= GIVEN PROBLEM 1 =
Please restate word for word the part of the Scala Cats post starting with "Of course for" and going on through "Future[Long] = futureLong()".

-- start PAGE EXTRACT --

Cartesian Product in Scala Cats

During work, I have some problem handling three future at the same time. First future return a long value and second and third future receive the parameter from the first return and return a tuple.

The code is like this.


for {
  long <- futureLong()
  int <- futureInt(long)
  char <- futureChar(long)
} yield (int, char)

Of course for comprehension operates step by step, so, futureInt is called after futureLong is finished and futureChar is called after futureInt is finished. So, It takes too much time to get a final return value.

So, I changed codes like this.


val longVal: Future[Long] = futureLong()

val intVal: Future[Int] = for {
  long <- futureLong()
  int <- futureInt(long)
} yield int

val charVal: Future[Char] = for {
  long <- futureLong()
  char <- futureChar(long)
} yield char

val forComp: (Int, Char) = Await.result(for {
  int <- intVal
  char <- charVal
} yield (int, char), 5 second)

Yes, It works as I want. But, there is duplicated codes like, ‘long <- futureLong()’. During thinking a long time, my coworker, Liam, recommends using  Cartesian Product.

What is Cartesian Product?

Cartesian Product is very simple. It’s just a product of two Sets. For example, if there are two sets A = {1,2,3} and B = {‘a’, ‘b’, ‘c’}, Cartesian Product of A X B is

{(1, ‘a’), (1, ‘b’), (1, ‘c’), (2, ‘a’), (2, ‘b’), (2, ‘c’), (3, ‘a’), (3, ‘b’), (3, ‘c’)}

Yes. that’s all. Of course Cartesian Product didn’t hold commutative law. For example Cartesian Product of B X A is

{(‘a’, 1), (‘a’, 2), (‘a’, 3), (‘b’, 1), (‘b’, 2), (‘b’, 3), (‘c’, 1), (‘c’, 2), (‘c’, 3)}

And different from A X B.

Cartesian Product in cats

Above example can be implemented in Scala.


import cats.instances.list._
import cats.syntax.all._

val ints: List[Int] = List(1, 2, 3, 4)
val chars: List[Char] = List('a', 'b', 'c')

-- end PAGE EXTRACT --
-- start RECORDS SUPPLIED --

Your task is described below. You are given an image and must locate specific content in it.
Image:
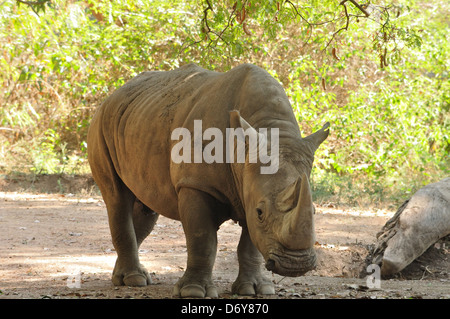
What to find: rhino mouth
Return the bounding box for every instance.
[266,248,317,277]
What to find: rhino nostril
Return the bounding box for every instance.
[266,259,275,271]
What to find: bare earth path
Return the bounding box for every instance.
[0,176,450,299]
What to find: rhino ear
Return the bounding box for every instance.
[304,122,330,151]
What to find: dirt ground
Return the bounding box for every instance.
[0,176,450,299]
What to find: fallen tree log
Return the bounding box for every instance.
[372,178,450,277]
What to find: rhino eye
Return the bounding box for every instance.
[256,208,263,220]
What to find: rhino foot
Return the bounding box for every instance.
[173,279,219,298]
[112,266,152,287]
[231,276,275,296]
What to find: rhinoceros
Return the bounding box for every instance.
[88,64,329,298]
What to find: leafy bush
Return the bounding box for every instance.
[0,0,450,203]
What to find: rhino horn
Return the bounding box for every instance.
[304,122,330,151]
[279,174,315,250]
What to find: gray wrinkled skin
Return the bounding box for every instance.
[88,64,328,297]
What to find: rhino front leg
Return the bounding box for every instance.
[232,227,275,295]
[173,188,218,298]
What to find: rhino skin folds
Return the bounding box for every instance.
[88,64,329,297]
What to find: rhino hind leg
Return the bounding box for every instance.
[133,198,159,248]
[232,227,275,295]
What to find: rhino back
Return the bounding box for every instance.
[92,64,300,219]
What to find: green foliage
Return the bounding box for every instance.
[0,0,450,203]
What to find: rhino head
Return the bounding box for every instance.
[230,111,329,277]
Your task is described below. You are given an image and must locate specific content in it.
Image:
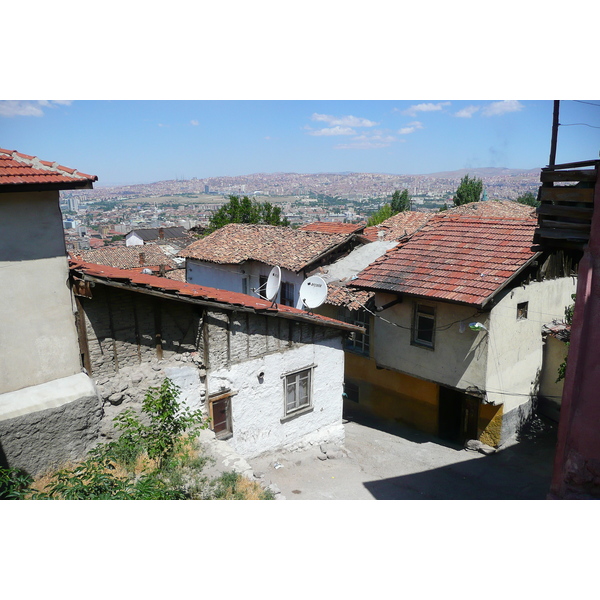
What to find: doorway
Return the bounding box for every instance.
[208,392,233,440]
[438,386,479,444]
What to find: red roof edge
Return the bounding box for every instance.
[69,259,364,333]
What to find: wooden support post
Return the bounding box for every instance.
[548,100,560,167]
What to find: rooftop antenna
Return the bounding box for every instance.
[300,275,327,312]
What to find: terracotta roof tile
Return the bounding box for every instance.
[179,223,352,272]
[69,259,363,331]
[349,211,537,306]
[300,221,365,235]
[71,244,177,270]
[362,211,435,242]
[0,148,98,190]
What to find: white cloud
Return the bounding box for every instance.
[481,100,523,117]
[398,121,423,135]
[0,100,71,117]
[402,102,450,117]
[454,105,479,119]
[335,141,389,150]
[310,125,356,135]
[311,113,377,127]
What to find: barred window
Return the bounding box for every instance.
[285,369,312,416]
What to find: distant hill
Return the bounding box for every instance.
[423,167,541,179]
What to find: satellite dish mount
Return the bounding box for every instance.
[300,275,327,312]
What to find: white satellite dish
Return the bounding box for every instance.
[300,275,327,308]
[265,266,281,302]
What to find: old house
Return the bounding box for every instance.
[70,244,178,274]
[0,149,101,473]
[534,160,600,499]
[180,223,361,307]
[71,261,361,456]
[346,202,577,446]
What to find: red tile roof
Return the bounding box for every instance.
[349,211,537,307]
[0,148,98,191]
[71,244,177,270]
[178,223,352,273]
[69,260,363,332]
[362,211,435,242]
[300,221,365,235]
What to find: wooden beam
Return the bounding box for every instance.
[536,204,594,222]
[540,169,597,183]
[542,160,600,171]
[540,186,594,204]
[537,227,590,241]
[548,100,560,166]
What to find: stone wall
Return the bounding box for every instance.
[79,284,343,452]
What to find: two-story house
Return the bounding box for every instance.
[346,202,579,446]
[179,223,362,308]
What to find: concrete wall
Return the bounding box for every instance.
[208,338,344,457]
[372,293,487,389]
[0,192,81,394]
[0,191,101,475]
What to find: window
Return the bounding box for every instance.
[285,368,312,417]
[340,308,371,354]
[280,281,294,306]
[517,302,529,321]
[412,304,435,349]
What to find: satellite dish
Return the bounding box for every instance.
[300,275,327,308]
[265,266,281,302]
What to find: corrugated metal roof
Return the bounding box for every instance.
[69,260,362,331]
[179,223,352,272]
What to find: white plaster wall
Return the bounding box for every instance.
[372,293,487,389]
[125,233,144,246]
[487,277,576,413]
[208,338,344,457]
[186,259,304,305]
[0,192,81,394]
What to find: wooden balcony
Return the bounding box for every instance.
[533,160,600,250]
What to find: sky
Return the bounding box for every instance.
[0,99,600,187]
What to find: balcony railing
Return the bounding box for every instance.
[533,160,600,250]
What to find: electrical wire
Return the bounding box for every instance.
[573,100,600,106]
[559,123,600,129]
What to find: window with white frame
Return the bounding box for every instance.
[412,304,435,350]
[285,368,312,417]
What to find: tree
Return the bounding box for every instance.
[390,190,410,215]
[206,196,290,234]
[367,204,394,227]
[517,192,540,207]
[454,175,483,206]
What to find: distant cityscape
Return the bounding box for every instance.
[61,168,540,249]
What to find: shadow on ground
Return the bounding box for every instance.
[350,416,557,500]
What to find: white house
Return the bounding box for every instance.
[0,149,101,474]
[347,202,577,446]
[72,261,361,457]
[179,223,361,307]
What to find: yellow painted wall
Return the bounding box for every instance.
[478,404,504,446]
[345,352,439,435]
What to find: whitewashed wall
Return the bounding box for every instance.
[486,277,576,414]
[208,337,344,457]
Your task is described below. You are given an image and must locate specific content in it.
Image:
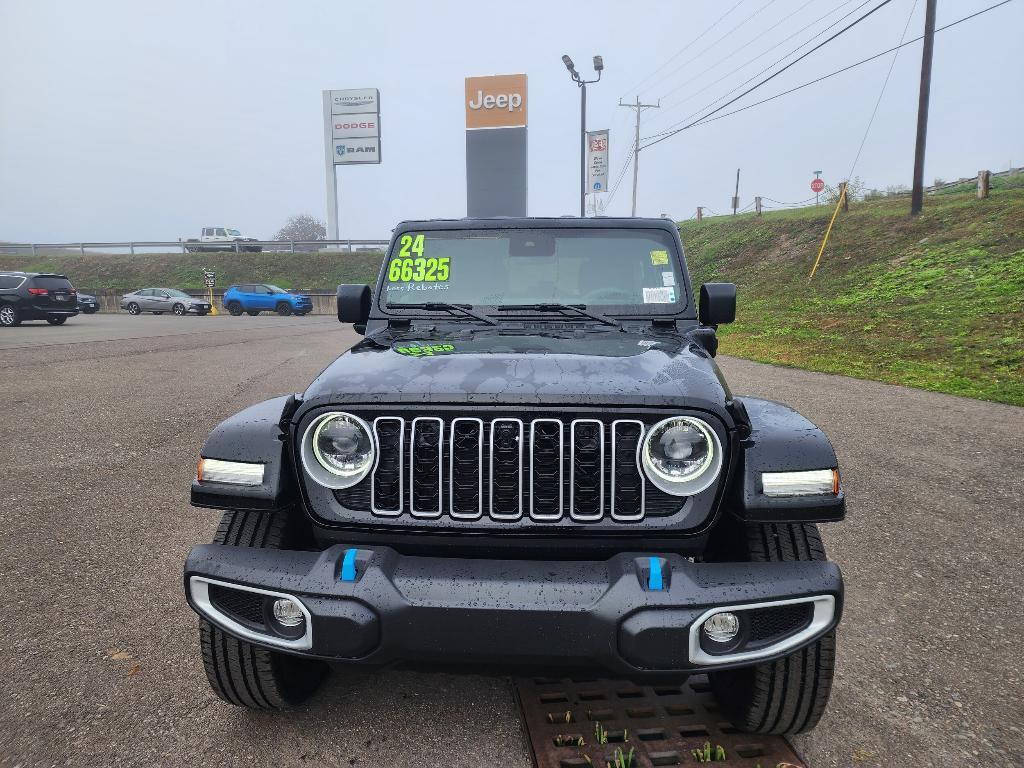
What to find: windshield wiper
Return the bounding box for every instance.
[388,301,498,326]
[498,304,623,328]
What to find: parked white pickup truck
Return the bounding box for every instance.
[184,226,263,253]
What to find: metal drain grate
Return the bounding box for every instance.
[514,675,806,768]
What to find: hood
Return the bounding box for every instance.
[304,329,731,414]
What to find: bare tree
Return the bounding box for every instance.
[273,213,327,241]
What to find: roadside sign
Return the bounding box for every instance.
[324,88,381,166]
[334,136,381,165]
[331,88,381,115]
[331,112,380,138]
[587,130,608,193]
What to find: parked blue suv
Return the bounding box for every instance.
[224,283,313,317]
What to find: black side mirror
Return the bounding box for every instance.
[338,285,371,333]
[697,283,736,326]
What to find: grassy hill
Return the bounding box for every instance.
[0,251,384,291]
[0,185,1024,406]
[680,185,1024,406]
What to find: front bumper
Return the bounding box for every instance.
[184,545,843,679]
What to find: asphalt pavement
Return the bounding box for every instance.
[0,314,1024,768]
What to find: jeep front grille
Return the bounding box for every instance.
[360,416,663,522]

-- end RECORDS SUPPLIED --

= GIVEN PROBLEM 2 =
Quote the lines in the records starting with the line with "What to find: distant cityscape" and going on through the line with "[345,352,439,435]", including both of those lines.

= RESULT 1 =
Of course for comprehension operates step by step, so, futureInt is called after futureLong is finished and futureChar is called after futureInt is finished. So, It takes too much time to get a final return value.

So, I changed codes like this.


val longVal: Future[Long] = futureLong()

= RESULT 2 =
What to find: distant cityscape
Return the bounding box for every instance.
[61,168,540,249]
What to find: shadow on ground
Return the bounding box for every instance.
[350,416,557,500]
What to find: white house
Return the bounding box for every instance.
[0,149,101,474]
[347,202,577,446]
[72,261,361,457]
[179,223,361,307]
What to find: yellow painted wall
Return the bounding box for every instance.
[478,404,504,446]
[345,352,439,435]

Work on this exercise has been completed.